--- START Input material ---
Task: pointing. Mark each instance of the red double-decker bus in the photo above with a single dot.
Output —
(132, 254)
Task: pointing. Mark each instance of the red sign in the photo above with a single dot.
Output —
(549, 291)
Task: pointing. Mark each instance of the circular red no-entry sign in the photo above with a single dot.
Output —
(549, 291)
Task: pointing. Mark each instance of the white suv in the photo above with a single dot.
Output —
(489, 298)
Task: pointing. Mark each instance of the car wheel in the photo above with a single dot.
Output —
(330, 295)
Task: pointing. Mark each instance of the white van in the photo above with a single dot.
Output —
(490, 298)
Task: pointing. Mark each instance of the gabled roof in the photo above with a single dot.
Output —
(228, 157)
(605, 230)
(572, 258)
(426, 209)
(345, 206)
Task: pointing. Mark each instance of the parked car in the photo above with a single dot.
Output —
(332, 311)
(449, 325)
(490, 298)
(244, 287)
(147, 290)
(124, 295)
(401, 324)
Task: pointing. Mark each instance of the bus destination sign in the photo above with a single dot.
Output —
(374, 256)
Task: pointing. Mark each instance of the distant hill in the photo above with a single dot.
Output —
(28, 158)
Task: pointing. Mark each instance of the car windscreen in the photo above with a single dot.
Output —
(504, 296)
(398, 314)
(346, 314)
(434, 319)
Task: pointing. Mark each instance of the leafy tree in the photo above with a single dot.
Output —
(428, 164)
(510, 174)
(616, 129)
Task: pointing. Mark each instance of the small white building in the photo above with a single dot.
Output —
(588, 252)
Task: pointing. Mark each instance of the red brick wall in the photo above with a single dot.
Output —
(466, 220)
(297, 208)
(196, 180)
--- END Input material ---
◆ **Written instruction**: Rewrite every row above, changing each occurrence of "single dot" to "single point" and leaving everything else as it is.

◆ **Answer to this task**:
Task: pointing. Mark each instance of the red double-decker bus in the photo above with a single point.
Output —
(132, 254)
Task: pointing. Mark each instance of the red sign in the photo above with a single point.
Output —
(549, 291)
Task: pointing. Mark each instance of the circular red no-entry sign in the photo above with a single point.
Output —
(549, 291)
Task: pointing. Mark each instance of the white suv in the photo above with a single point.
Output —
(489, 298)
Task: pointing. Mark each instance of the car wheel in the photo above with a single point.
Output —
(330, 295)
Task: pointing. Mark each instance of the white van in the photo above with a single point.
Output —
(490, 298)
Task: pointing. Mark each instance of the gabled roof in the photo above with a single point.
Output —
(228, 157)
(605, 230)
(572, 258)
(426, 209)
(345, 206)
Task: pointing. Mark each instance of the parked car in the photo above with a single point.
Output —
(332, 311)
(449, 325)
(490, 298)
(244, 287)
(147, 290)
(124, 295)
(401, 324)
Task: pointing. Mark each instance of the bus destination sign in the photo above with a single point.
Output —
(374, 256)
Task: pointing. Mark each instance of the distant hill in the photo above with a single point.
Output —
(28, 158)
Task: pointing. Mark each instance of the car windscreen in the photo above with a single point.
Output —
(504, 296)
(398, 314)
(346, 314)
(434, 319)
Task: pointing. Mark each instance of the leafy tree in the photo above with a single point.
Output —
(428, 164)
(510, 174)
(616, 129)
Task: pointing. Mark each instance of the small white building in the photo above with a single point.
Output —
(588, 252)
Task: pointing. Mark each instance of the red brick wall in the photo above with a single point.
Output —
(466, 220)
(297, 208)
(196, 180)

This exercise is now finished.